● Problem to work on
Output the data exactly, with every line intact.

● Material shown
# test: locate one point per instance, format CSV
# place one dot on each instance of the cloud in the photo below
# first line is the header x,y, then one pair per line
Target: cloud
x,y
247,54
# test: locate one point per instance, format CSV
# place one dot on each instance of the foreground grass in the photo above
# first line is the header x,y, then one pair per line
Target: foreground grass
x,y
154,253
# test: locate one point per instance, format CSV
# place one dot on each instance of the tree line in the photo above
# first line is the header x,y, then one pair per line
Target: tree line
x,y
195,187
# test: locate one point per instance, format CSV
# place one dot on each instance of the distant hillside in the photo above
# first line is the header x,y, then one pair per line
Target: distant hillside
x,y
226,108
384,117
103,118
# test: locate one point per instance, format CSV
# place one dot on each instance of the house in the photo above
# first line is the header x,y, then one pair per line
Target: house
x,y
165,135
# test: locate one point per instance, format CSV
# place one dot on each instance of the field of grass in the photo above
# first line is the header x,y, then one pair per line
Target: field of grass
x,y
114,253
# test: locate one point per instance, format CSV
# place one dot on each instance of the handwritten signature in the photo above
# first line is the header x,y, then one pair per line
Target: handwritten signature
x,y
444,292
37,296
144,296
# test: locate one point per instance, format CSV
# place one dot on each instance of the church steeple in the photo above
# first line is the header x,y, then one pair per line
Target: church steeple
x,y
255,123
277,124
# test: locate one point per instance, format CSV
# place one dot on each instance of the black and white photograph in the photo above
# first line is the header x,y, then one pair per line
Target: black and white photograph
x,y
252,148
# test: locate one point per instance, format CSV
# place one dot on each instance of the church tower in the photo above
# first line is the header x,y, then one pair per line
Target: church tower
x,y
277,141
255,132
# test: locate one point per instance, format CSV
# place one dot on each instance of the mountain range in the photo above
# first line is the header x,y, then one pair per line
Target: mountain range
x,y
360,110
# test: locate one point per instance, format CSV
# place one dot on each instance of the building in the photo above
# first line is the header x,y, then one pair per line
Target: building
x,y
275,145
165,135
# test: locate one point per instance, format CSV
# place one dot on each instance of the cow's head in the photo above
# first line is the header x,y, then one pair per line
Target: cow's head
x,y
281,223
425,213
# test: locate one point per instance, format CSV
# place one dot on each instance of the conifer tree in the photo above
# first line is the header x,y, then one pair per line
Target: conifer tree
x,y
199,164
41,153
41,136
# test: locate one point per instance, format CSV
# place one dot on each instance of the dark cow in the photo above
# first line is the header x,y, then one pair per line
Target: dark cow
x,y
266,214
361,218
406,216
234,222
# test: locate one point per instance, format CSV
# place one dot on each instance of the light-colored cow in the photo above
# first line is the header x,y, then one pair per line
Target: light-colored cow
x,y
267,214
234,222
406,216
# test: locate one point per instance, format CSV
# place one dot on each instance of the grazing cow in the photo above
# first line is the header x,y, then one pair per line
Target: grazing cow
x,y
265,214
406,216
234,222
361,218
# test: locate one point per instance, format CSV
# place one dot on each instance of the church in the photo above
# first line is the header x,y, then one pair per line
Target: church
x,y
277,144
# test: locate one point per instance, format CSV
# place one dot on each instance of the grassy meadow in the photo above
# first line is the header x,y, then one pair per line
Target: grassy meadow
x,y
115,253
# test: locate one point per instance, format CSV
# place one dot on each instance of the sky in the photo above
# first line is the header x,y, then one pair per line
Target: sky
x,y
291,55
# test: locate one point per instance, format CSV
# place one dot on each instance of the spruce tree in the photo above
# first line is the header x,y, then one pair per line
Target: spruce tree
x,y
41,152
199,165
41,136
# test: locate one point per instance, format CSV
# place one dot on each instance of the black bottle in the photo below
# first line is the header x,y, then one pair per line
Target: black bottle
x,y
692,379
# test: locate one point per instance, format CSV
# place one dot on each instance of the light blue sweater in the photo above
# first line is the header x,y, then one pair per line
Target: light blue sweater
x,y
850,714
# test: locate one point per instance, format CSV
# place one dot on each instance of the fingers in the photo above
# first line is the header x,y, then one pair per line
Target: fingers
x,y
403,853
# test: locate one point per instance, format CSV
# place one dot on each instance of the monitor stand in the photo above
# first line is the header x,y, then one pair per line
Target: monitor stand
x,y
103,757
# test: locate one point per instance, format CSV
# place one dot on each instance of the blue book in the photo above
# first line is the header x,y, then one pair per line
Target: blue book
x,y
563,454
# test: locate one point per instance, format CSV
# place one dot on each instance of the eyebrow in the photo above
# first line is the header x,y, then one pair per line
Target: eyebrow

● Response below
# test: locate one point per instance, format CSV
# place one dot on each instance of the cloud in the photo below
# first line is the header x,y, then one pair per line
Target: cloud
x,y
247,54
# test: locate one point per instance, format CSV
# place one dot on each instance of the foreground grass in the photo above
# first line is the header x,y, then one pair per line
Target: foreground grass
x,y
154,253
# test: locate one point per instance, format CSV
# place one dot on each instance of the tree line in the photo above
# first line is the header x,y, then one pair per line
Target: tree line
x,y
195,187
# test: locate one point per instance, format CSV
# place one dot on each instance of the distant hillside in the photo above
# first line is the header x,y, then one pair per line
Target: distant hillside
x,y
226,108
384,117
103,118
# test: locate one point per instance, format CSV
# place one dot on each instance of the house in the photo above
# first line is the header x,y, then one pair per line
Target: house
x,y
165,135
# test: locate one point per instance, format CSV
# place one dot on each instance of the field of grass in the photo above
# first line is the header x,y, then one pair per line
Target: field of grass
x,y
114,253
# test: locate one point per instance, format CSV
# place one dot on each instance of the handwritten signature in the photo above
# first line is the header x,y, then one pair per line
Target: handwritten signature
x,y
444,292
37,296
144,296
# test: locate one point per instance, format CSV
# place one dot on each instance of the church steeple in the photo above
# first line is the header x,y, then one pair per line
Target: church steeple
x,y
255,123
277,124
# test: locate one point per instance, format CSV
# place one dot on each instance of the black and white photograph in the photo above
# first line is the header x,y, then one pair per line
Target: black and white photograph
x,y
252,148
# test: locate one point per instance, format CSV
# place one dot on each instance of the church tower in the photo above
# first line is the header x,y, then one pair per line
Target: church tower
x,y
277,141
255,132
# test: locate one point per instance, format CSV
# place one dot on each instance of the mountain range in the photo above
# first line is the header x,y, then one pair per line
Target: mountain range
x,y
360,110
# test: locate one point per instance, format CSV
# place one dot on each instance of the building in the photo above
# first line is the header x,y, then one pair per line
Target: building
x,y
275,145
165,135
# test: locate one point per instance, format CSV
# place one dot on each instance of the cow's head in the photo above
# first line is the header x,y, then one pair per line
Target: cow's head
x,y
281,223
425,213
# test: locate one point per instance, format CSV
# place one dot on each instance of the conifer tree in the photo above
# first line is the header x,y, then one pair per line
Target: conifer tree
x,y
199,164
41,153
41,136
# test: locate one point per instance, format CSV
# place one dot on each instance of the dark cow in the photo above
# first line is the header x,y, then one pair per line
Target: dark cow
x,y
266,214
361,218
406,216
234,222
# test: locate one point per instance, format CSV
# place one dot on each instance of the light-colored cow in the photo above
# first line is the header x,y, then one pair per line
Target: light-colored cow
x,y
267,214
234,222
406,216
# test: locate one point per instance, format CSV
# place one dot on each instance of the grazing cow in the photo above
# first line is the header x,y, then one pair per line
Target: grazing cow
x,y
265,214
406,216
234,222
361,218
# test: locate one point per instance, format CSV
# place one dot on each instance of the church in the photo above
# first line is the header x,y, then one pair per line
Target: church
x,y
277,144
# test: locate one point per instance, format CSV
# place one dot on each instance of the grassy meadow in the photo above
# first line is the header x,y, then one pair per line
Target: grassy meadow
x,y
115,253
# test: locate one point per instance, format CSV
# place one dot on each instance of the sky in the photo above
# first line is the header x,y, then one pair per line
Target: sky
x,y
291,55
# test: locate one point per instance, format CSV
# place one dot on each instance of the spruce tree in the photo above
# first line is the header x,y, then one pair per line
Target: spruce tree
x,y
41,152
199,165
41,136
# test: locate one point per instance, format CSV
# place one dot on each instance of the black bottle in the photo below
# first line is the header x,y, then one pair per line
Target: black bottle
x,y
692,379
# test: locate one point per instance, format CSV
# place one dot on each instance of the light blue sweater in the photo above
# first line is the header x,y, then one pair per line
Target: light blue sweater
x,y
850,714
# test: locate one point per instance, format CSV
# place one dot on each instance of the fingers in the photo above
# first line is the header x,y, then one pair per line
Target: fingers
x,y
403,853
# test: locate one point per instance, format CSV
# place one dot on each instance of the monitor stand in the photo above
# first line is the header x,y, then one pair per line
Target: monitor stand
x,y
103,757
# test: locate one point per instance, format CSV
# place one dot on each instance of the blue book in the photo above
# first line is the header x,y, then one pair per line
Target: blue book
x,y
563,454
# test: locate one point per instance, format CSV
# place one dot on each instance of the eyebrow in the photo above
# first line is the header x,y, then one pair per line
Target: eyebrow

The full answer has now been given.